(Labeled area outline entries)

--

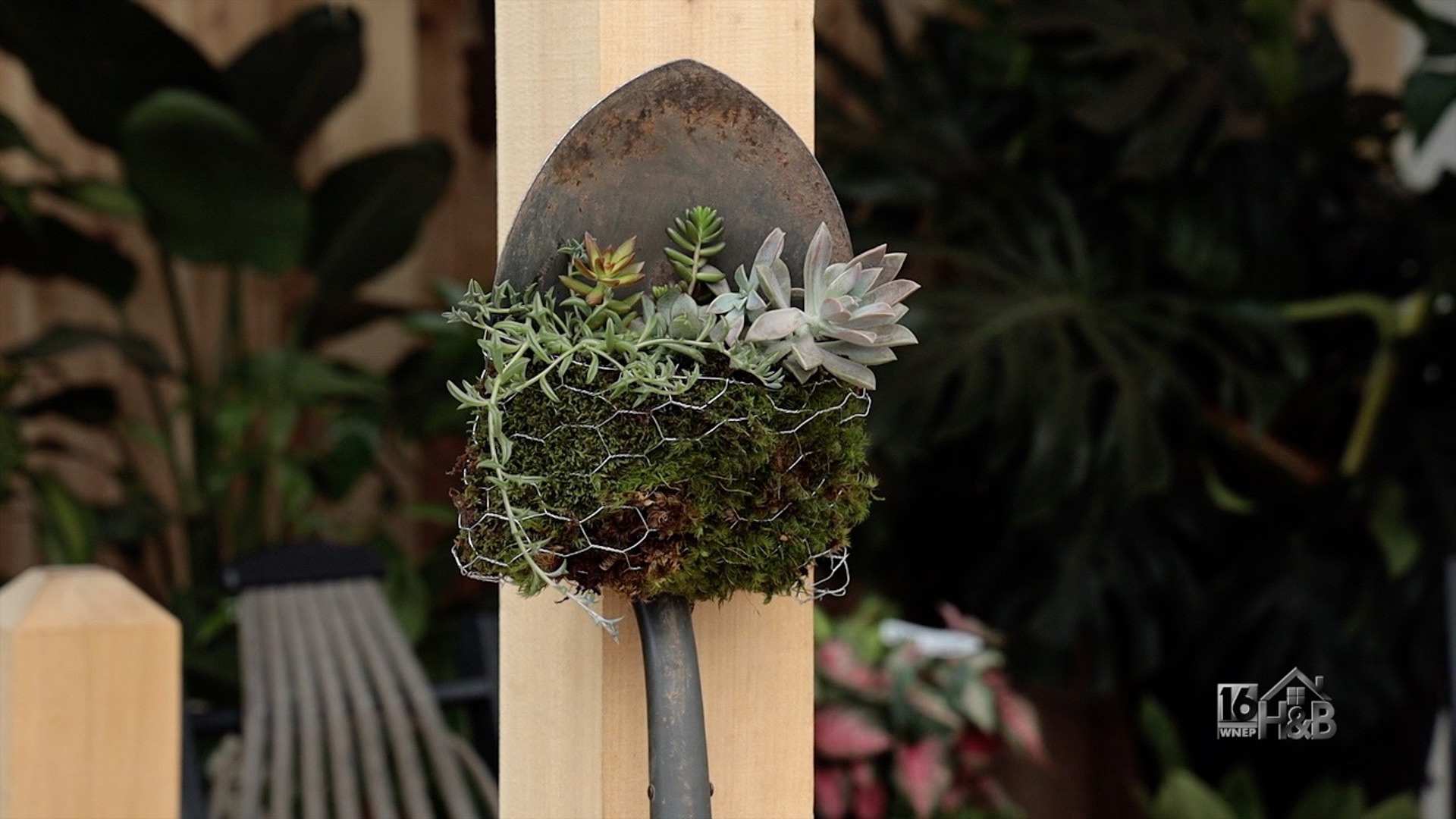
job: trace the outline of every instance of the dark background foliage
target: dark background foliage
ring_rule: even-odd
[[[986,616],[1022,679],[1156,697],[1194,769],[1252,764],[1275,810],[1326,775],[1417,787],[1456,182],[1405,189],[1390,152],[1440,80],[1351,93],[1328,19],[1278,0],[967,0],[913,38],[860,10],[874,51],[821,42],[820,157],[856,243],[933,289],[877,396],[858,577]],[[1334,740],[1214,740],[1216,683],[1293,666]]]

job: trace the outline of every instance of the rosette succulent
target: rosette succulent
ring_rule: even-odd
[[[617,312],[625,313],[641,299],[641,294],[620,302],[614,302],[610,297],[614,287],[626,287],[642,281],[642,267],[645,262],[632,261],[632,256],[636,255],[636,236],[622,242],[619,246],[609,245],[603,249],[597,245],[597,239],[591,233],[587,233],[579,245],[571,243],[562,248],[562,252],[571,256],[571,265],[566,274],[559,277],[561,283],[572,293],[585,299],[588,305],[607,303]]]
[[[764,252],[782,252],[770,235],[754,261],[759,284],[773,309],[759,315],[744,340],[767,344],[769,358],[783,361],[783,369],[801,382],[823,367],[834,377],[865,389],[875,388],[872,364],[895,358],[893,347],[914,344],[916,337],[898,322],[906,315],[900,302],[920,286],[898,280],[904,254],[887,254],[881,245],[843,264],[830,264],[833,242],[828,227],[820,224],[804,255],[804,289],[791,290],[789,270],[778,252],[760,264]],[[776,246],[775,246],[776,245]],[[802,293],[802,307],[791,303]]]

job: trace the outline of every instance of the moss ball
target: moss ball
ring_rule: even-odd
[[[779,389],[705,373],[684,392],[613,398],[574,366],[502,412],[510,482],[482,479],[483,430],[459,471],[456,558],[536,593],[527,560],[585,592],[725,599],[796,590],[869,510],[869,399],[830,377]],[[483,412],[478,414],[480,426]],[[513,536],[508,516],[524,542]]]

--

Count the lines in the records above that contain the string "dark", where case matters. Reply with the number alone.

◆ Task answer
2